§ **Work to do**: Please convert the records into a two-column CSV with the columns text and answer, one row per record, with each value in its own quoted field and line breaks replaced by spaces. Leave the pictures out of the CSV.

## BEGIN Given records

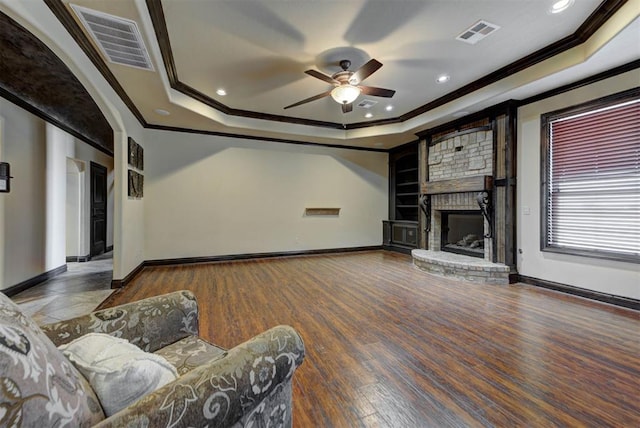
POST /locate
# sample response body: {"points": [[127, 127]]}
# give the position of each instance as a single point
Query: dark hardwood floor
{"points": [[391, 346]]}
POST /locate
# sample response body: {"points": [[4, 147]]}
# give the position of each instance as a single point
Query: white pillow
{"points": [[120, 373]]}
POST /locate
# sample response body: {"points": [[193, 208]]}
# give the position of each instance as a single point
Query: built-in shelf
{"points": [[401, 230], [321, 211]]}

## END Given records

§ **The response**:
text,answer
"POST /locate # sample response body: {""points"": [[127, 127]]} # give the position of each instance as a single point Query: dark hardwood floor","{""points"": [[391, 346]]}"
"POST /locate # sample response body: {""points"": [[4, 147]]} # give the position of each instance as a single point Query: white pillow","{""points"": [[120, 373]]}"
"POST /locate # sample response body: {""points"": [[193, 208]]} # give the position of each instance as a single point Query: built-in shelf","{""points"": [[401, 230], [321, 211]]}"